▶ **Source records**:
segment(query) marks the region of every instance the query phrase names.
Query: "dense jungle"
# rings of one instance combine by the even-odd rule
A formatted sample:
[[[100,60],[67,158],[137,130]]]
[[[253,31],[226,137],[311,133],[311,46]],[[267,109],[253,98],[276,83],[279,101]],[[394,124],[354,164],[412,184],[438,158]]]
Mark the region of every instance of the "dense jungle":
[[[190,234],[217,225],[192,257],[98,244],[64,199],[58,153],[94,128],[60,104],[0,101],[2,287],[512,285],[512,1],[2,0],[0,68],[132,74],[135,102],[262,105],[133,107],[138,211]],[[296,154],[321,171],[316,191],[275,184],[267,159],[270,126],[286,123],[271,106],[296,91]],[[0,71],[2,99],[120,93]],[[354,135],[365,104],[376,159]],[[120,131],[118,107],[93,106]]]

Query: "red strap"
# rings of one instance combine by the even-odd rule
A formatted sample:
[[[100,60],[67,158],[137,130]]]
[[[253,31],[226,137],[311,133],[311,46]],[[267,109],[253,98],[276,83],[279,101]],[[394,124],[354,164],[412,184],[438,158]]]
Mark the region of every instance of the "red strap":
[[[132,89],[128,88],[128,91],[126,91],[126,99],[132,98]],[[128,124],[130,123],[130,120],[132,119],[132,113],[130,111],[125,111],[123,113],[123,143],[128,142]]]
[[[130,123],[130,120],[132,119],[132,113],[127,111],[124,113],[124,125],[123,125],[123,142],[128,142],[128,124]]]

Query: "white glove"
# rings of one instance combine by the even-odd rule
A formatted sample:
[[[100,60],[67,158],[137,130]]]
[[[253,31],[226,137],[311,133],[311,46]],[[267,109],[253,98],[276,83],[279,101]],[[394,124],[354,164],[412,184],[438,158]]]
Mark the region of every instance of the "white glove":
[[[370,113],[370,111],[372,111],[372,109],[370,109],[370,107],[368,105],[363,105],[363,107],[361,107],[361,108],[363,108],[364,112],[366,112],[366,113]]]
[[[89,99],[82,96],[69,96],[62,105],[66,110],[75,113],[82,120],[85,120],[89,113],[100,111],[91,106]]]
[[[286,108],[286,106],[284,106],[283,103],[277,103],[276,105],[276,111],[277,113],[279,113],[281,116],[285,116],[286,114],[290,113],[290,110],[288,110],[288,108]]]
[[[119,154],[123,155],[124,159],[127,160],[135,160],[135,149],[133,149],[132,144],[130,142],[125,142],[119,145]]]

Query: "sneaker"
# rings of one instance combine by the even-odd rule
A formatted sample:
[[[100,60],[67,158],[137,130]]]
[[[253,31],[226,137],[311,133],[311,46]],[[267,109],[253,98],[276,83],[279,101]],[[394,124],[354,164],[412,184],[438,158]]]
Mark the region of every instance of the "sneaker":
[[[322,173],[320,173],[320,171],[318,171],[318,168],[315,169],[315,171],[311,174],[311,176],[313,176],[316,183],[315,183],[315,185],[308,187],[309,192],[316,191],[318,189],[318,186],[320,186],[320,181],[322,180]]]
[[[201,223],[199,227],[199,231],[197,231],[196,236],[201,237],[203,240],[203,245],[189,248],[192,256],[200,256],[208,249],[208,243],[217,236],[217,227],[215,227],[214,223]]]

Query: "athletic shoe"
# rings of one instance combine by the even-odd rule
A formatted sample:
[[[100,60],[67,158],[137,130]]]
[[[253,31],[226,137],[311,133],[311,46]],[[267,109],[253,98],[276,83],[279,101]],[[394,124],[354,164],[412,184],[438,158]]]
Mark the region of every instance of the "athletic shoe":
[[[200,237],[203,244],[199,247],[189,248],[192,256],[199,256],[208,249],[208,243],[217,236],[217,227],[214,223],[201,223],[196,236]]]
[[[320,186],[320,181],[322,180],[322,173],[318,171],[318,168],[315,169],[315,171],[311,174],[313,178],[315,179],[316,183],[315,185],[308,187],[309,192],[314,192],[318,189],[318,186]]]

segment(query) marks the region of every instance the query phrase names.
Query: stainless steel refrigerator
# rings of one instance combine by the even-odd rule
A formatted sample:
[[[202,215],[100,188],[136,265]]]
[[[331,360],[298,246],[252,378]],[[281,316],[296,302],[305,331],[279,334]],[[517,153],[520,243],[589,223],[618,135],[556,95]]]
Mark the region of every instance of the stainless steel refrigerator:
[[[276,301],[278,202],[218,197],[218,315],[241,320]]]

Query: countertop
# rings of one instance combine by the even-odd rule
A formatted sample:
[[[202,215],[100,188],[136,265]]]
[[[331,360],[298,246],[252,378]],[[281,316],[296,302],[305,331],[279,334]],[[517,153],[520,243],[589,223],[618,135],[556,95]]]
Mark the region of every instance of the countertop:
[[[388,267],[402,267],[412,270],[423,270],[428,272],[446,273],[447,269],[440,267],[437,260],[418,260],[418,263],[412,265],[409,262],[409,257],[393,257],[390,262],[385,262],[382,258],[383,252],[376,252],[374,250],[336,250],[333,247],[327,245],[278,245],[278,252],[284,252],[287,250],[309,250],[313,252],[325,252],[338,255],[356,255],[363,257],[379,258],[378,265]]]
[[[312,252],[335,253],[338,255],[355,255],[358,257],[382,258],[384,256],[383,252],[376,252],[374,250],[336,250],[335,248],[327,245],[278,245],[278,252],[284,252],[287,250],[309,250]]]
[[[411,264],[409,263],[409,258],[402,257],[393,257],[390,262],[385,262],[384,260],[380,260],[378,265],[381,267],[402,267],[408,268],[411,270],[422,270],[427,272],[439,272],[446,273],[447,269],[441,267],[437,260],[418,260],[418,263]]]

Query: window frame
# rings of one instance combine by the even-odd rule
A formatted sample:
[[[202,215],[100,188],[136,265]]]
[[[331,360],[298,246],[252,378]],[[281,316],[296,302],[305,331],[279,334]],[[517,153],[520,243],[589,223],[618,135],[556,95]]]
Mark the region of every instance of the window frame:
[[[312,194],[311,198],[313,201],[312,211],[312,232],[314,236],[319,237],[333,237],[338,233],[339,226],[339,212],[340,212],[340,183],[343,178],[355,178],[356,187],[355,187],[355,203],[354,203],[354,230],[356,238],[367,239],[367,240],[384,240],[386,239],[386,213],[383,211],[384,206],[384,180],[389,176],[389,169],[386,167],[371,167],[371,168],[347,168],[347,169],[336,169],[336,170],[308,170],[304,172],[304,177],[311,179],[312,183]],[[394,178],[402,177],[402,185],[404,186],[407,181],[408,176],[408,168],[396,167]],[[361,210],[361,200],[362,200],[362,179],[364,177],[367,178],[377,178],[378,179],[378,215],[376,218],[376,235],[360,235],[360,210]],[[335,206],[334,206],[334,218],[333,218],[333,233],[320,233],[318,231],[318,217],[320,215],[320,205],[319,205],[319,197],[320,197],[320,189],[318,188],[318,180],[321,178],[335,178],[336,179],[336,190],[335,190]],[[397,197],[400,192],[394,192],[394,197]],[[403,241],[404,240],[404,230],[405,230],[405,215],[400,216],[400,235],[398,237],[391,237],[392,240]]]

▶ **About this exercise**: Your reply must consist of the entire listing, repeated word for word.

▶ **Response**:
segment(query) marks the region of every instance the query phrase names.
Query: "dense jungle"
# rings of one instance combine by the even-odd rule
A formatted sample:
[[[100,60],[67,158],[137,130]]]
[[[253,31],[226,137],[311,133],[311,46]],[[267,109],[253,98],[276,83],[279,101]],[[394,124],[354,164],[412,184],[438,158]]]
Mark the region of every instance of the "dense jungle":
[[[190,234],[217,225],[192,257],[98,244],[64,199],[58,153],[94,128],[60,104],[0,101],[2,287],[512,285],[512,1],[2,0],[0,68],[132,74],[135,102],[262,105],[133,107],[138,211]],[[296,154],[321,171],[316,191],[275,184],[267,159],[270,126],[286,123],[271,106],[296,91]],[[0,71],[2,99],[120,93]],[[354,135],[365,104],[376,159]],[[120,131],[118,107],[93,106]]]

Query: "red strap"
# rings of one instance combine by the even-odd rule
A formatted sample:
[[[100,60],[67,158],[137,130]]]
[[[253,31],[226,137],[311,133],[311,46]],[[267,109],[253,98],[276,83],[279,101]],[[394,124],[354,164],[412,184],[438,158]]]
Mark the region of every instance of the "red strap":
[[[132,89],[128,88],[128,91],[126,91],[126,99],[132,98]],[[128,124],[130,123],[130,120],[132,119],[132,113],[130,111],[125,111],[123,113],[123,143],[128,142]]]
[[[130,123],[130,120],[132,119],[132,113],[127,111],[124,113],[124,125],[123,125],[123,142],[128,142],[128,124]]]

Query: "white glove"
# rings of one instance combine by the even-odd rule
A formatted sample:
[[[100,60],[67,158],[137,130]]]
[[[253,31],[226,137],[311,133],[311,46]],[[267,109],[253,98],[276,83],[279,101]],[[394,124],[354,164],[412,184],[438,158]]]
Mark the region of every instance of the "white glove":
[[[370,113],[370,111],[372,111],[372,109],[370,109],[370,107],[368,105],[363,105],[363,107],[361,107],[361,108],[363,108],[364,112],[366,112],[366,113]]]
[[[89,99],[82,96],[69,96],[62,105],[66,110],[75,113],[82,120],[85,120],[89,113],[100,111],[91,106]]]
[[[286,108],[286,106],[284,106],[283,103],[277,103],[276,105],[276,111],[277,113],[279,113],[281,116],[285,116],[286,114],[290,113],[290,110],[288,110],[288,108]]]
[[[119,154],[123,155],[124,159],[127,160],[135,160],[135,149],[133,149],[132,144],[130,142],[125,142],[119,145]]]

Query: "sneaker"
# rings of one instance combine by the even-odd rule
A formatted sample:
[[[100,60],[67,158],[137,130]]]
[[[253,31],[226,137],[311,133],[311,46]],[[267,109],[253,98],[276,83],[279,101]],[[394,124],[354,164],[412,184],[438,158]]]
Mark the region of every instance of the "sneaker":
[[[322,173],[320,173],[320,171],[318,171],[318,168],[315,169],[315,171],[311,174],[311,176],[313,176],[316,183],[315,183],[315,185],[308,187],[309,192],[316,191],[318,189],[318,186],[320,186],[320,181],[322,180]]]
[[[201,223],[199,227],[199,231],[197,231],[196,236],[201,237],[203,240],[203,245],[189,248],[192,256],[200,256],[208,249],[208,243],[217,236],[217,227],[215,227],[214,223]]]

Query: "athletic shoe"
# rings of one instance combine by the even-odd rule
A formatted sample:
[[[100,60],[67,158],[137,130]]]
[[[253,31],[226,137],[311,133],[311,46]],[[267,109],[253,98],[276,83],[279,101]],[[394,124],[354,164],[412,184],[438,158]]]
Mark the region of every instance of the "athletic shoe":
[[[200,237],[203,244],[199,247],[189,248],[192,256],[199,256],[208,249],[208,243],[217,236],[217,227],[214,223],[201,223],[196,236]]]
[[[320,186],[320,181],[322,180],[322,173],[318,171],[318,168],[315,169],[315,171],[311,174],[313,178],[315,179],[316,183],[315,185],[308,187],[309,192],[314,192],[318,189],[318,186]]]

segment(query) marks the region of every instance the query phrase names.
Query: stainless steel refrigerator
# rings of one instance combine by the even-odd rule
A formatted sample:
[[[202,215],[100,188],[136,265]]]
[[[331,360],[298,246],[252,378]],[[281,316],[296,302],[305,331],[279,334]],[[517,153],[520,243],[589,223],[618,135],[556,95]]]
Mark the region of every instance of the stainless steel refrigerator:
[[[276,301],[278,202],[218,197],[218,315],[241,320]]]

Query: countertop
# rings of one instance combine by the even-odd rule
A formatted sample:
[[[202,215],[100,188],[136,265]]]
[[[331,360],[298,246],[252,378]],[[281,316],[296,302],[305,331],[279,334]],[[517,153],[520,243],[589,223],[618,135],[556,95]]]
Mark the region of every instance of the countertop:
[[[388,267],[402,267],[412,270],[423,270],[428,272],[446,273],[447,269],[440,267],[437,260],[418,260],[418,263],[412,265],[409,262],[409,257],[393,257],[390,262],[385,262],[382,258],[383,252],[376,252],[374,250],[336,250],[333,247],[327,245],[278,245],[278,252],[284,252],[287,250],[309,250],[313,252],[325,252],[338,255],[356,255],[363,257],[379,258],[378,265]]]
[[[312,252],[335,253],[338,255],[355,255],[358,257],[382,258],[384,256],[383,252],[376,252],[374,250],[336,250],[335,248],[327,245],[278,245],[278,252],[284,252],[287,250],[309,250]]]
[[[411,264],[409,263],[409,258],[402,257],[393,257],[390,262],[385,262],[384,260],[380,260],[378,265],[381,267],[402,267],[408,268],[411,270],[422,270],[427,272],[439,272],[446,273],[447,269],[441,267],[437,260],[418,260],[418,263]]]

Query: window frame
# rings of one instance combine by the even-odd rule
A formatted sample:
[[[202,215],[100,188],[136,265]]]
[[[331,360],[298,246],[252,378]],[[281,316],[296,302],[305,331],[279,334]],[[517,153],[520,243],[589,223],[618,135],[556,95]]]
Mark the region of every instance of the window frame:
[[[312,194],[311,198],[313,201],[312,211],[312,232],[314,236],[319,237],[333,237],[338,233],[339,226],[339,212],[340,212],[340,183],[343,178],[355,178],[356,187],[355,187],[355,203],[354,203],[354,230],[356,238],[367,239],[367,240],[384,240],[386,239],[386,213],[383,211],[384,206],[384,180],[389,176],[389,169],[386,167],[371,167],[371,168],[347,168],[347,169],[336,169],[336,170],[308,170],[304,172],[304,177],[311,179],[312,183]],[[394,178],[402,177],[402,185],[404,186],[407,181],[408,176],[408,168],[396,167]],[[361,210],[361,200],[362,200],[362,179],[364,177],[367,178],[377,178],[378,179],[378,215],[376,218],[376,235],[360,235],[360,210]],[[335,206],[334,206],[334,218],[333,218],[333,233],[320,233],[318,231],[318,217],[320,215],[320,205],[319,205],[319,197],[320,197],[320,189],[318,188],[318,180],[321,178],[335,178],[336,179],[336,190],[335,190]],[[397,197],[400,192],[394,192],[394,197]],[[403,241],[404,240],[404,230],[405,230],[405,215],[400,216],[400,235],[398,237],[391,237],[392,240]]]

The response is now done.